JOB A: Turn the records into a numbered list, leaving out blank lines. Begin at the line of the records that contains "Mark each instance of the pink" and stop after the line that contains "Target: pink planter".

An electron is confined to a one-dimensional box of length \(L .\) What should be the length of the box in order for its zero-point energy to be equal to its rest mass energy \(\left(m_{\mathrm{e}} c^{2}\right) ?\) Express the result in terms of the Compton wavelength, \(\lambda_{\mathrm{C}}=h / m_{\mathrm{e}} c\)

A very simple model of a polyene is the free electron molecular orbital (FEMO) model. Regard a chain of \(N\) conjugated carbon atoms, bond length \(R_{\mathrm{CC}},\) as forming a box of length \(L=(N-1) R_{\mathrm{CC}} .\) Find an expression for the allowed energies. Suppose that the electrons enter the states in pairs so that the lowest \(\frac{1}{2} N\) states are occupied. Estimate the wavelength of the lowest energy transition, taking \(R_{\mathrm{CC}}=140 \mathrm{pm}\) and \(N=22 .\) Repeat the calculation of the wavelength if the length of the chain is taken to be \((N+1) R_{\mathrm{CC}}(\) an assumption that allows for electrons to spill over the ends slightly.

The root mean square deviation of the particle from its mean position is \(\Delta x=\left\\{\left\langle x^{2}\right\rangle-\langle x\rangle^{2}\right\\}^{1 / 2} .\) Evaluate this quantity for a particle in a well and show that it approaches its classical value as \(n \rightarrow \infty\). Hint. Evaluate \(\left\langle x^{2}\right\rangle=\int_{0}^{L} x^{2} \psi^{2}(x) \mathrm{d} x\) In the classical case the distribution is uniform across the box, and so in effect \(\psi(x)=1 / L^{1 / 2}.\)

JOB B: From the particle-in-a-box problems, write out the passage that begins at the words "A very simple" and stops after the words "the ends slightly.".

INFORMATION PROVIDED:
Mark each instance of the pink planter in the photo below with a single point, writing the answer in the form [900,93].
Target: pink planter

==

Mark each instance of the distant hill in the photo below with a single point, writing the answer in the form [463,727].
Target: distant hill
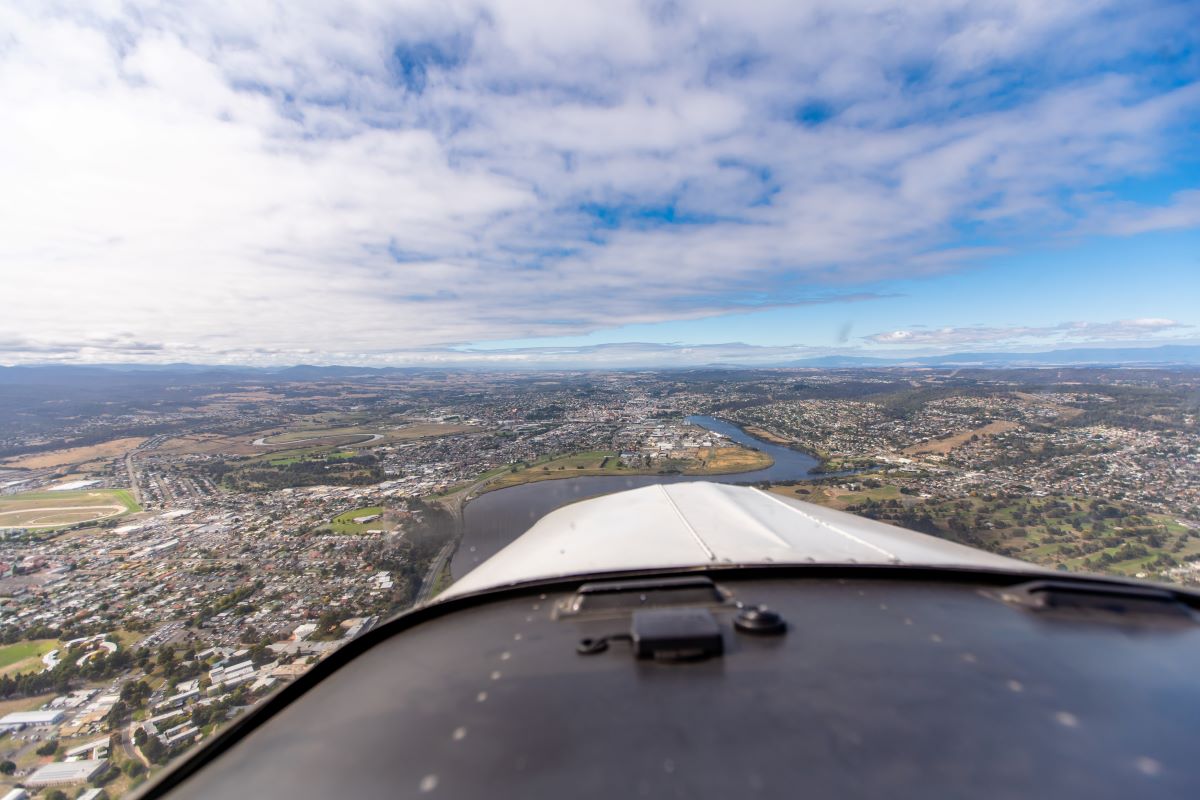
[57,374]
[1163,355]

EXERCISE RESPONSE A:
1. Mark each instance of the pink planter in the photo below with a single point, writing the answer in the form [900,93].
2. Target: pink planter

EXERCISE RESPONSE B:
A very simple model of a polyene is the free electron molecular orbital (FEMO) model. Regard a chain of \(N\) conjugated carbon atoms, bond length \(R_{\mathrm{CC}},\) as forming a box of length \(L=(N-1) R_{\mathrm{CC}} .\) Find an expression for the allowed energies. Suppose that the electrons enter the states in pairs so that the lowest \(\frac{1}{2} N\) states are occupied. Estimate the wavelength of the lowest energy transition, taking \(R_{\mathrm{CC}}=140 \mathrm{pm}\) and \(N=22 .\) Repeat the calculation of the wavelength if the length of the chain is taken to be \((N+1) R_{\mathrm{CC}}(\) an assumption that allows for electrons to spill over the ends slightly.